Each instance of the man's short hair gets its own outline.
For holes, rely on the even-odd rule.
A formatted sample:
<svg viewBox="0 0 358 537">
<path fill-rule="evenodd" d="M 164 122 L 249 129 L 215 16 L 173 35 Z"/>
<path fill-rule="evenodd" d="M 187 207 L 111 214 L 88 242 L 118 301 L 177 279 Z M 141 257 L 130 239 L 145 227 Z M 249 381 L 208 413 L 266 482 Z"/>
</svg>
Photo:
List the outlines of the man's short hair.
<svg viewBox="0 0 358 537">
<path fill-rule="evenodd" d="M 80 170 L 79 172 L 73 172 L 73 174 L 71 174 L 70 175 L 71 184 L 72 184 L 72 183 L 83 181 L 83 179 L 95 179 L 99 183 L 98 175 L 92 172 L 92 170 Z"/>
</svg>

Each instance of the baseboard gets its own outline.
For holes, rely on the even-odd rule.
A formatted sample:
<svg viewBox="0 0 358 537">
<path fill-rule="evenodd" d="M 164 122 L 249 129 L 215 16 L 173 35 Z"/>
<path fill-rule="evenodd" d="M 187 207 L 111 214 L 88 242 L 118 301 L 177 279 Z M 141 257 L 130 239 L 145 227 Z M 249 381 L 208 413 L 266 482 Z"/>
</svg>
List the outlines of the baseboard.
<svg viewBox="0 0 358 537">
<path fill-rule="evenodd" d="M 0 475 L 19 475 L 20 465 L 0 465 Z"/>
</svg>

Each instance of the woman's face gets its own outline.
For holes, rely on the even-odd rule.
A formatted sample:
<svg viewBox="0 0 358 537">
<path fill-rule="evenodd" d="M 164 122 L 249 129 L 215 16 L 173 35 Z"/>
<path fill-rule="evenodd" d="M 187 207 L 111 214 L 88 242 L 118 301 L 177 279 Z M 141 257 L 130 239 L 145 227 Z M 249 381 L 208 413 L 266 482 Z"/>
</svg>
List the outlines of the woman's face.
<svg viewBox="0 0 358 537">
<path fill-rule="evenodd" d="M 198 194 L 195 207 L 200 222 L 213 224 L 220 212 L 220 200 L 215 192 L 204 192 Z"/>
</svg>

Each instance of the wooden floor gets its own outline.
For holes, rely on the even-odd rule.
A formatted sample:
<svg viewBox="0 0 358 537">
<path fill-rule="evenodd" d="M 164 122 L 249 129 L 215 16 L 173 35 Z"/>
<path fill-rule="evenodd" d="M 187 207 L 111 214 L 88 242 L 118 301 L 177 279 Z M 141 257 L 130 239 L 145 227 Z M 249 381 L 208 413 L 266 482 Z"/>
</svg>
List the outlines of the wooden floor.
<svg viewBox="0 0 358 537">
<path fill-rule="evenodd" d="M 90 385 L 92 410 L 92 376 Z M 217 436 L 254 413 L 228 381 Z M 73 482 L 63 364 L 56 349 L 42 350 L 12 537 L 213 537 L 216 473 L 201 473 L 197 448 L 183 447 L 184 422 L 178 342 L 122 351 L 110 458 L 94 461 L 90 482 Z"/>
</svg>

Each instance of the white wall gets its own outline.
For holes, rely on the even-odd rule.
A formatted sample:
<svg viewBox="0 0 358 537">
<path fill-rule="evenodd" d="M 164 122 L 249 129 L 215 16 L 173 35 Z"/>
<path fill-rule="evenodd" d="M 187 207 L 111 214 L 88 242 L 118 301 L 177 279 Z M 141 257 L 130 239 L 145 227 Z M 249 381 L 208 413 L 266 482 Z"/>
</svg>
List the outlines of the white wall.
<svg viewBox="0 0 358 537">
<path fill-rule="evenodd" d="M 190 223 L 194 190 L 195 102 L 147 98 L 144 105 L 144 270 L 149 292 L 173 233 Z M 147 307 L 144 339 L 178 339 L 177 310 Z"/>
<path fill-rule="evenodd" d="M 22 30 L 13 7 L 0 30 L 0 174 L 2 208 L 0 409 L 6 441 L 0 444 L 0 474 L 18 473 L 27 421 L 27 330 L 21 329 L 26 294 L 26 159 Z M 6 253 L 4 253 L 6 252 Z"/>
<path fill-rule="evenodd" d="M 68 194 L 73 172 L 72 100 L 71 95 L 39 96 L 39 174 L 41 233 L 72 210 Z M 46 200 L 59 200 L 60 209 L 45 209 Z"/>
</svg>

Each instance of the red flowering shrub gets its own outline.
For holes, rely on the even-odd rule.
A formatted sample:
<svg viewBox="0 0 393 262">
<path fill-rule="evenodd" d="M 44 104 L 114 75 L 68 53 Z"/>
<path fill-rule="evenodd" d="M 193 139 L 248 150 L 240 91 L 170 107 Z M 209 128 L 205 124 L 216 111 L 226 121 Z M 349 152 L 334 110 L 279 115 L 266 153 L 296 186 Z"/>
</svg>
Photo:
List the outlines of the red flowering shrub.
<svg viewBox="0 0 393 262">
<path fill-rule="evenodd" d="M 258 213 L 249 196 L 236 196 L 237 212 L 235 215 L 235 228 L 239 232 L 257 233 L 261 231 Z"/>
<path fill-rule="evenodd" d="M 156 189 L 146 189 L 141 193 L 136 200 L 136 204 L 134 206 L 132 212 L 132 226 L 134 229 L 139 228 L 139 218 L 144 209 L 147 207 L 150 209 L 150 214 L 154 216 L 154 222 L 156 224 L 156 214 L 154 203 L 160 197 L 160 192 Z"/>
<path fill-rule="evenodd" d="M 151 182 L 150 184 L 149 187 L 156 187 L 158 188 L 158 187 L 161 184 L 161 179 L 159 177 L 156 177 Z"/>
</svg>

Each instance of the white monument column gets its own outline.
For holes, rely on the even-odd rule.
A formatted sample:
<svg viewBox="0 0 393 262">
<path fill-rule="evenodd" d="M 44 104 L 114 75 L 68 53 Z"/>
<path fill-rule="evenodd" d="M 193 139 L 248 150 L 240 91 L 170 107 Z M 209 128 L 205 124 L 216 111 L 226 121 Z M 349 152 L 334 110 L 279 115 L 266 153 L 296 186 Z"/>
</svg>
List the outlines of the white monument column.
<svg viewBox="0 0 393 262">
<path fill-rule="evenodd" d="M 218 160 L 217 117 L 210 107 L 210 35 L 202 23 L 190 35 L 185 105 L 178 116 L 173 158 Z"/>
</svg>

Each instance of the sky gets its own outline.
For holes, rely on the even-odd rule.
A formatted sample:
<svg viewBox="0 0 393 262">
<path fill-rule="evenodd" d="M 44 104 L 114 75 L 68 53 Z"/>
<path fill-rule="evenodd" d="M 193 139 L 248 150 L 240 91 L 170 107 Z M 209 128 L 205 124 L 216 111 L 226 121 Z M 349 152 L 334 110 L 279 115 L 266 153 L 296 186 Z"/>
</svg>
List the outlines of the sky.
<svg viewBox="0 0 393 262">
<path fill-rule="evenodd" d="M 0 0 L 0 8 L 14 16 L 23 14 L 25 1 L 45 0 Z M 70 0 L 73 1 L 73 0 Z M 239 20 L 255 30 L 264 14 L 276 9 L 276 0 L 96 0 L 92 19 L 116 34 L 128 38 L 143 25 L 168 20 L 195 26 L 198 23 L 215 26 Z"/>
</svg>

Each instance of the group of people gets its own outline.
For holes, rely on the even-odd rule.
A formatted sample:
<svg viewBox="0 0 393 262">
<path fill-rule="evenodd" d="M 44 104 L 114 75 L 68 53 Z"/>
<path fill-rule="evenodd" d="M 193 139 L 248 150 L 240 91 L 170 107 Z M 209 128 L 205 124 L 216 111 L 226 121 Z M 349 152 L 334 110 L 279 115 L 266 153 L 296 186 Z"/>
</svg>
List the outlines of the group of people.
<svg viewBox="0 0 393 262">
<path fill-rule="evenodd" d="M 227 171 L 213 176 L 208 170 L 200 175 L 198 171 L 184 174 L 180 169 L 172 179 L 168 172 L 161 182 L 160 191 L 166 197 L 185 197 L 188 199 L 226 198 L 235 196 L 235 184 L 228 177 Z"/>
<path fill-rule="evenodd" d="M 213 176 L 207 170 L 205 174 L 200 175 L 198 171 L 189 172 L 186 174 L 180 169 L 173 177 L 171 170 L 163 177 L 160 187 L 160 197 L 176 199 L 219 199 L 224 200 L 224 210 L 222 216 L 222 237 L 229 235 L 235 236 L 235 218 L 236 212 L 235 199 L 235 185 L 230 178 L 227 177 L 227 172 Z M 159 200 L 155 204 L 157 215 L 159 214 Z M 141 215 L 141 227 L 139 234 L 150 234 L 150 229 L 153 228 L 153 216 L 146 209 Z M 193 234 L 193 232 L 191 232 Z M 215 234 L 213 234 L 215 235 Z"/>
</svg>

§ **Given problem**:
Rewrite the part of the records that opens with the line containing "Each instance of the red" and closes with the line containing "258 213 L 249", switching "shrub" to "bush" and leaving everything else unchanged.

§ **Final result**:
Each instance of the red flowering bush gets its own outline.
For holes, rely on the even-odd rule.
A formatted sample:
<svg viewBox="0 0 393 262">
<path fill-rule="evenodd" d="M 44 104 L 114 75 L 68 53 Z"/>
<path fill-rule="evenodd" d="M 193 139 L 248 150 L 240 91 L 170 107 Z M 209 128 L 205 124 L 216 111 L 226 121 Z M 349 152 L 334 110 L 279 115 L 266 153 L 296 186 Z"/>
</svg>
Photo:
List the outlines of the red flowering bush.
<svg viewBox="0 0 393 262">
<path fill-rule="evenodd" d="M 258 213 L 249 196 L 236 196 L 237 212 L 235 215 L 235 228 L 239 232 L 257 233 L 261 231 Z"/>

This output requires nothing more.